Picasso’s belief, that every act of creation is first of all an act of destruction, is not required in all situations. When contemplating an encore career, consider porting your skills and experience to an adjacent universe, one defined by laws more amenable to your natural lifestyle (hours, uniform, pressures, possibilities, etc.). You don’t have to become a potter, painter, or poet, unless the Milton or Neruda inside is aching for expression. I know a burnt-out banker who loves the relaxed mentoring of university life, whose reward is no longer the year-end 7 digit bonus but the reverence of students. I met a career mathematics professor who felt stifled, under-challenged, and under-compensated, and who now thrives in the pressure cooker and possibilities of a high-frequency quant trading firm. Neither job is better by definition. Both individuals made late-career transitions to adjacent universes defined by very different laws, but did not involve a complete reinvention of self. The moves were not seamless, but possible without undo upheaval. The individuals have transferred their experiences to a new dimension and as a result are blooming.

Change of location offers a similar opportunity to break from the anchor. A good friend has taken his considerable talents as venture investor from Silicon Valley – where he felt undistinguishable from the hundreds of hypercompetitive and accomplished (or hoping to be) investors – to a city in the Midwest, where his valley experience is greatly appreciated by and singular amongst his peers. He didn’t hate his profession, he hated feeling mediocre. Don’t we all? As mentioned above, I believe that a key to happiness is success, the opportunity to demonstrate excellence. But to realize that success one needs to operate in the right universe.

Physicist Brian Greene – a pioneer in string theory and author of a new book on the multiverse (The Hidden Reality: Parallel Universes and the Deep Laws of the Cosmos) – discussed in an NPR/Fresh Air interview recently that the cosmos can be imagined as an infinitely large loaf of bread, with each slice representing a different universe, similar in many aspects but governed by very different laws of nature. The way I see it, as the years tick by and we pass through that membrane of core careers to what comes next, we may need to operate under a very different set of laws to flourish. A change in universe may be warranted, to a universe who’s laws are more amenable to our maturing ambitions and the challenges of meeting them. When we feel sandwiched between the needs of kids (soccer practice, college tuition), parents (doctor’s visits, grandchildren time), and spouse (his/her career, personal pampering), it is easy to compromise our own goals. As children move on and parents pass on (and you decide on the spouse part), there is a liberation effect. Does your universe and the laws that define it feed that liberation?
···
TASK REQUIREMENTS ->
1 - In the essay on late-career change, what reward replaced the burnt-out banker's year-end bonus?
2 - Write the next part of the essay on late-career change, picking up after its closing question.

Object outline annotations ->
···
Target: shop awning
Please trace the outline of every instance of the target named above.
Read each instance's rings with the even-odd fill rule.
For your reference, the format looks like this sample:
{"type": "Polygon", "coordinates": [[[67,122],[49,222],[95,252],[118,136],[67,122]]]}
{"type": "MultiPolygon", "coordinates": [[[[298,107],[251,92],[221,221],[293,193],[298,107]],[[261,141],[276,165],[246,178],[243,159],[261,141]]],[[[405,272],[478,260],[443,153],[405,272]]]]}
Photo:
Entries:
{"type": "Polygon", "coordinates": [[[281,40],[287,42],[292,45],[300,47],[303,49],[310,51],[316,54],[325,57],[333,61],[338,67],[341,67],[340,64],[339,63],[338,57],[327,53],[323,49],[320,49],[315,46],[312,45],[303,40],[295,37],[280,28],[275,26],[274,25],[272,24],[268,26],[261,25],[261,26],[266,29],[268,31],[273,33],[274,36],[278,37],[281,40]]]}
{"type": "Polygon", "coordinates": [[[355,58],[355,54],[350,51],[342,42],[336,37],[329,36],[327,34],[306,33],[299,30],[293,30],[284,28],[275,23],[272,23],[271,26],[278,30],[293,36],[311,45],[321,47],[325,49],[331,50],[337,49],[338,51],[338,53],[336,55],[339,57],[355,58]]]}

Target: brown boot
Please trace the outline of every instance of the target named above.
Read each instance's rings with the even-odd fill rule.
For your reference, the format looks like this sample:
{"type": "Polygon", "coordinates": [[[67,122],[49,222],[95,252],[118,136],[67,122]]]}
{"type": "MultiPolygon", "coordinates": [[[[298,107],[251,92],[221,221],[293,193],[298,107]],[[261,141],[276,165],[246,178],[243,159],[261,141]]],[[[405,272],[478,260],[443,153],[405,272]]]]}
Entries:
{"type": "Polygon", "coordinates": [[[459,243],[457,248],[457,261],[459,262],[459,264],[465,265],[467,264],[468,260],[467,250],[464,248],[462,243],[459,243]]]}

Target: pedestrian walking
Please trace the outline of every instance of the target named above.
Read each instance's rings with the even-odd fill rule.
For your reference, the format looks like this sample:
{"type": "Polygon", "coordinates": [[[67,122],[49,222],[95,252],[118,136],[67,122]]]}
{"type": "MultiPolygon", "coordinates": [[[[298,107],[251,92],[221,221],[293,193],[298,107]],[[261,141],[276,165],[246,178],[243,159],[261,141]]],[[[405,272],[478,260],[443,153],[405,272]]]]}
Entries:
···
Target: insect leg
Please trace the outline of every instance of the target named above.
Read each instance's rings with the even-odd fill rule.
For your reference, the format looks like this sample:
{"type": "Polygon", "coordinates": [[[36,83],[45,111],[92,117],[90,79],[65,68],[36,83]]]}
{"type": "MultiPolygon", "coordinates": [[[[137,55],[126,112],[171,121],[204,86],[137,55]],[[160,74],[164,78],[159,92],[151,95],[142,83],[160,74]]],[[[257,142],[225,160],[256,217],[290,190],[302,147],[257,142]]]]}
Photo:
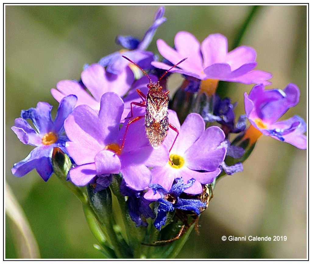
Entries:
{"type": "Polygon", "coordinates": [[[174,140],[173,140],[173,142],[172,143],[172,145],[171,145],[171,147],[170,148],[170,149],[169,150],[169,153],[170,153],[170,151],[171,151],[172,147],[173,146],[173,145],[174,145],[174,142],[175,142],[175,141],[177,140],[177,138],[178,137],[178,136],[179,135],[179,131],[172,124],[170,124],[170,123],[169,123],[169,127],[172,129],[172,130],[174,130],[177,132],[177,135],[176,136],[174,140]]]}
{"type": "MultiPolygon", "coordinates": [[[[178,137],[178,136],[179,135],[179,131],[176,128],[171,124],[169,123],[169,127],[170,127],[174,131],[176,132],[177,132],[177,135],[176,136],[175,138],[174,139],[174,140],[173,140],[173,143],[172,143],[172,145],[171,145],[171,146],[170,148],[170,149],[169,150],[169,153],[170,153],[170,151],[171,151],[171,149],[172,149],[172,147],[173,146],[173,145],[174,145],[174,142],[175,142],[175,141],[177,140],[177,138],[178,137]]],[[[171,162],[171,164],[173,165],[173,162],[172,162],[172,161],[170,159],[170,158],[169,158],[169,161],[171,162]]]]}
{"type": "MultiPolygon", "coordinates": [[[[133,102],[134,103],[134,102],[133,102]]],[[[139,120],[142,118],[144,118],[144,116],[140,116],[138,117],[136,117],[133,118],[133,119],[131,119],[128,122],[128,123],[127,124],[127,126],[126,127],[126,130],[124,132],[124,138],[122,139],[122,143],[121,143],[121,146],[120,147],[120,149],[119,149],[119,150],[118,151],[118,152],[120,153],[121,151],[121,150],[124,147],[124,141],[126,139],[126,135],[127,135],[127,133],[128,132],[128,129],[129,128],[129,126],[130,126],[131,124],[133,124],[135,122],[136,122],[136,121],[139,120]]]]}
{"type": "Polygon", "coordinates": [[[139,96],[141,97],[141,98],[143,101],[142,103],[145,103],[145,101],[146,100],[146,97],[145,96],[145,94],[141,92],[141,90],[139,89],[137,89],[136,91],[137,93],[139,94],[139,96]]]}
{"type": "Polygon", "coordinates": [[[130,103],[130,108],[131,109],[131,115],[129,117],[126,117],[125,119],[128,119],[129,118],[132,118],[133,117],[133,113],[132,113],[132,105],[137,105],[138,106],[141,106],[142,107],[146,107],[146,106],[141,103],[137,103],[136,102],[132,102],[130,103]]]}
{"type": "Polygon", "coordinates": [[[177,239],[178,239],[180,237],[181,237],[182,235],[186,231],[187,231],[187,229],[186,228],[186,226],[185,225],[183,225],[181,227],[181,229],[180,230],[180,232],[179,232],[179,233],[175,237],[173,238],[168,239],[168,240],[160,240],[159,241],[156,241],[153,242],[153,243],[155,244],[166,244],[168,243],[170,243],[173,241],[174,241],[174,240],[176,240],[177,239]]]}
···
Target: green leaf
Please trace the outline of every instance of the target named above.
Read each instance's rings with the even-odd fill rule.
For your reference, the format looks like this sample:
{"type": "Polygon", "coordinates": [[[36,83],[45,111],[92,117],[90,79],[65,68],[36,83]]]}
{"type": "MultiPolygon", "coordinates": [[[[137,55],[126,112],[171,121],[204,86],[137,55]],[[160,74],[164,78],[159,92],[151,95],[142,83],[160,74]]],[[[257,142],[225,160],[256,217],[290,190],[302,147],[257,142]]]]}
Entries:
···
WRITTEN ANSWERS ->
1 - The reverence of students.

2 -
The Wohoo is filled to capacity on Wednesday at midnight. Given its tiny size, the Wohoo is probably close to capacity when it’s just the staff setting up. The street level bar entry is smaller than my bedroom, and the downstairs cavern is divided into 2 cramped spaces that appear carved out of the rock. It’s here that I find Adam holding court after an evening Argonauts practice. He is what my mother would have called “a very nice young man:” courteous, well spoken, engaging, and interesting. Why is he playing American football for a small French audience? Simple, he loves to play football and he loves to travel. The Argonauts pay him a modest salary, he gets in 5 months of play during the US offseason, and if the team does well it will look good on his scouting report. As to my 2 burning questions of momentous import: the tomahawk chop??? He has no idea either, but anything that gets the fans involved in the game is a good thing. The multiverse? Well, we didn’t get to the multiverse, but Adam would probably find that all a bunch of high-minded horseshit. He just likes playing football and living in the south of France. I can’t argue with that.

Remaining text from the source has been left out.